What needs to be done: Copy out the data word for word, starting at its first line and ending with the line that contains "positive clicks: (550, 331)".
BEGIN Source information
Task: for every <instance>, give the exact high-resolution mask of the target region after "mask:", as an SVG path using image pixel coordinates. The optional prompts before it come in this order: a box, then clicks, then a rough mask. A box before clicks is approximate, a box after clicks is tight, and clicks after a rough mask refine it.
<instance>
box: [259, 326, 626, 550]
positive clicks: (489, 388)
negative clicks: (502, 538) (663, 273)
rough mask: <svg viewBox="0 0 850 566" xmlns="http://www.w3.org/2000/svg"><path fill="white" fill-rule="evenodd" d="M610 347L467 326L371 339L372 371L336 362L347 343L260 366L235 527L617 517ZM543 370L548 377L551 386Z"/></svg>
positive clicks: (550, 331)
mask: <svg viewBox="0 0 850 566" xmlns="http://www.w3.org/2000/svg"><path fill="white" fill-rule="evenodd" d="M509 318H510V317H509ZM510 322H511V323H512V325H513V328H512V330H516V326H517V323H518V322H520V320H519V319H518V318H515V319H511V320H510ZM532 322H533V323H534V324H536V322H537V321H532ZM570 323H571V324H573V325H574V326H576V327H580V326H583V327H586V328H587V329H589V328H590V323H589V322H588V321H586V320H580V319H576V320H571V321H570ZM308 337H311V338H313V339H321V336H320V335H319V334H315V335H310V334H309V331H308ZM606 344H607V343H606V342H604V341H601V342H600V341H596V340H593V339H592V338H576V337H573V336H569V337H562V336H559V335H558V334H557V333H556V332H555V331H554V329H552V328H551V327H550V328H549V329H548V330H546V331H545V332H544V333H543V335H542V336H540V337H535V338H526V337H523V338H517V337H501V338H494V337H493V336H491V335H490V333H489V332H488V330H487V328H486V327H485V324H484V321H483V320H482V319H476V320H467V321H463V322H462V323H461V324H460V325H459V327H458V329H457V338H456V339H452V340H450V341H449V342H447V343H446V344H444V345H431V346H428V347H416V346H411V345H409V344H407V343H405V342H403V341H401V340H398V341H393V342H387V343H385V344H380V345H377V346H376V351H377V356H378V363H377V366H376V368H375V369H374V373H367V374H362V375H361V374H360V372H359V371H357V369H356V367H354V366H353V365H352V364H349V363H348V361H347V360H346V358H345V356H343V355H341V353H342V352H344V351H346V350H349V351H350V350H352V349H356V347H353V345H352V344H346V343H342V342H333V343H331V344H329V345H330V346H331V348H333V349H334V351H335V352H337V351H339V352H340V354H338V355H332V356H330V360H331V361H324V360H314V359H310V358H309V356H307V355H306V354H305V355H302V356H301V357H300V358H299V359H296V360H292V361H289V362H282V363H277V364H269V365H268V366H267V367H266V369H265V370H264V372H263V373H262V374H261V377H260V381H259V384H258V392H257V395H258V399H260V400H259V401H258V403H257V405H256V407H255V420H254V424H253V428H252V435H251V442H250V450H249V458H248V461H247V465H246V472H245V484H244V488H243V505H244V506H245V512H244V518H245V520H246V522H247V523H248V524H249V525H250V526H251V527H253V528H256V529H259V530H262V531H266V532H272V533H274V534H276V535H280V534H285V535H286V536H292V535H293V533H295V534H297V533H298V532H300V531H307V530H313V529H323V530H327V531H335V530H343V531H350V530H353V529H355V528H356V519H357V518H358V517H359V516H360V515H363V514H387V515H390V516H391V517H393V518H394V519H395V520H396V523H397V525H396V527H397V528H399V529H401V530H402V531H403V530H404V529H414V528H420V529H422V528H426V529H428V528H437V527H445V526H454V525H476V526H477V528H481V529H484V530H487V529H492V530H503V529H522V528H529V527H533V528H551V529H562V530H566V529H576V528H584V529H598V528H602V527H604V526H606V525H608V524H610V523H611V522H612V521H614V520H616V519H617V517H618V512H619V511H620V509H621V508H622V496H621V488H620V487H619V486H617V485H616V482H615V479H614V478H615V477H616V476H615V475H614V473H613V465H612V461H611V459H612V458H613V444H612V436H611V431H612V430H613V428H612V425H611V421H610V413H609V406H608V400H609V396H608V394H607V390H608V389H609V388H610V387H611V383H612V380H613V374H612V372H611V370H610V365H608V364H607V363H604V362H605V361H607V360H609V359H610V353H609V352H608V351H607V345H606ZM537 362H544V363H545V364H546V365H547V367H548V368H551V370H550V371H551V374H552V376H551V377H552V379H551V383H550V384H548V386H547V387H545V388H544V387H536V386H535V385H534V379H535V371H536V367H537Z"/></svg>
END Source information
Response below:
Task: for every <instance>, give the exact high-resolution mask of the target region after "mask:", as an SVG path using image pixel coordinates. The optional prompts before it come in this order: a box, then clicks, then a rough mask. A box before clicks is approximate, a box after clicks is tight, and clicks after a rough mask refine it.
<instance>
box: [259, 326, 626, 550]
positive clicks: (489, 388)
negative clicks: (502, 538) (663, 273)
rough mask: <svg viewBox="0 0 850 566" xmlns="http://www.w3.org/2000/svg"><path fill="white" fill-rule="evenodd" d="M610 347L467 326L371 339L372 371L336 362L347 343L260 366L235 527L617 517ZM543 370L548 377L551 386Z"/></svg>
positive clicks: (550, 331)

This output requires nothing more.